# TASK BRIEF
Resize the part of the listing that opens with the line containing "Query: **fingernail**" and closes with the line containing "100 30 L 101". Write those lines out again, requests included, multiplying every coordinate in the answers by 0.55 and rounding to whole numbers with halves rounded up.

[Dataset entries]
·····

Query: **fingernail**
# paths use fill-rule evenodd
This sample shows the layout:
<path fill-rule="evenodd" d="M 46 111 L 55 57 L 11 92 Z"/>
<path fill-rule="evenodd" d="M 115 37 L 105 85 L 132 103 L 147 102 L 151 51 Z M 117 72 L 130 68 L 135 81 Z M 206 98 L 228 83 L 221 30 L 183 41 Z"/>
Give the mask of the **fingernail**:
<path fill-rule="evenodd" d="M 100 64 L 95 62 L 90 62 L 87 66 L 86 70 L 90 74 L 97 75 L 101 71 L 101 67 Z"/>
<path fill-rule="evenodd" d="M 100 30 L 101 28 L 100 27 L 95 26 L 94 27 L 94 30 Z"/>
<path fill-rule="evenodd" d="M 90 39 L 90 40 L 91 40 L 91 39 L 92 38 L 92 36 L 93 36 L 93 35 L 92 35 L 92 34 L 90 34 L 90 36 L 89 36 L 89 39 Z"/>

·····

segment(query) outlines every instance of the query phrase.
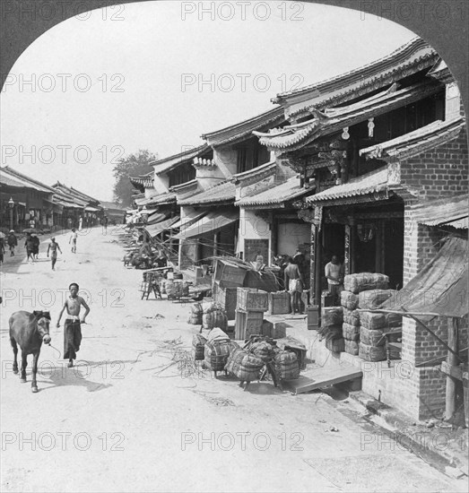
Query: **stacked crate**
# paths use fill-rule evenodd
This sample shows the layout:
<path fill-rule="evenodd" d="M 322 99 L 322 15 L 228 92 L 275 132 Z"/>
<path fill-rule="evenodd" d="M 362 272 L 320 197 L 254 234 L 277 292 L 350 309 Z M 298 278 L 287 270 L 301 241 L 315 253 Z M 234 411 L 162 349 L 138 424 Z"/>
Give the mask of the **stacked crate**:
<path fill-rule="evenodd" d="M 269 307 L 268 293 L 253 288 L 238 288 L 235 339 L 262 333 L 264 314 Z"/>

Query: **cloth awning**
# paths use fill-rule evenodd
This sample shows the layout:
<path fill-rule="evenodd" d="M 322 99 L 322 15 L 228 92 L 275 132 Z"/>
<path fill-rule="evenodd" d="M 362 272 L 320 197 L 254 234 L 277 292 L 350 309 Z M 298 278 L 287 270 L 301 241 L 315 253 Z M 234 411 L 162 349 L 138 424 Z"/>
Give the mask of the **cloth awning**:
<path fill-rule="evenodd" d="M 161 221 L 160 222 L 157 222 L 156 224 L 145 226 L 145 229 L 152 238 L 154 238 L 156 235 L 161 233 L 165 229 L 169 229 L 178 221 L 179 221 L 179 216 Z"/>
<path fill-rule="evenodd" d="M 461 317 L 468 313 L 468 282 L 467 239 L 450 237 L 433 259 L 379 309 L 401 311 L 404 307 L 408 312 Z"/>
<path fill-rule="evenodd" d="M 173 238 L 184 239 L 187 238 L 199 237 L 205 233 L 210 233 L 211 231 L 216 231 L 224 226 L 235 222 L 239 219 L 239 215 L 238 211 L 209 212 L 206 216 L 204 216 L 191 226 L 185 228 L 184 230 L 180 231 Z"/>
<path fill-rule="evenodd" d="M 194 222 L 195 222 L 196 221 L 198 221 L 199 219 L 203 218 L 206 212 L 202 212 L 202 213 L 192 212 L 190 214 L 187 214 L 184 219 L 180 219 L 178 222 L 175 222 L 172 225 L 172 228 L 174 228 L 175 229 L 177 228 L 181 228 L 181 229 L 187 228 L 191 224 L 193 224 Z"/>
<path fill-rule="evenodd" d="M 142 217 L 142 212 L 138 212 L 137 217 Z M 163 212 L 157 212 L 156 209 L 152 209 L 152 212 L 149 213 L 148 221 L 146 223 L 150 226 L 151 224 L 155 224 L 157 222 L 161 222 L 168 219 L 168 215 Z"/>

·····

# SOLUTION FOR THIS EXERCISE
Query: **fingernail**
# paths use fill-rule evenodd
This sample shows the layout:
<path fill-rule="evenodd" d="M 46 111 L 55 57 L 11 92 Z"/>
<path fill-rule="evenodd" d="M 115 37 L 105 85 L 132 103 L 147 102 L 151 51 Z M 117 72 L 130 68 L 135 81 Z M 206 98 L 228 83 L 221 30 L 183 41 Z"/>
Give the mask of the **fingernail**:
<path fill-rule="evenodd" d="M 55 35 L 52 34 L 50 34 L 48 36 L 47 39 L 50 41 L 53 41 L 56 39 L 56 37 Z"/>
<path fill-rule="evenodd" d="M 55 17 L 56 15 L 55 15 L 52 14 L 52 15 L 52 17 Z"/>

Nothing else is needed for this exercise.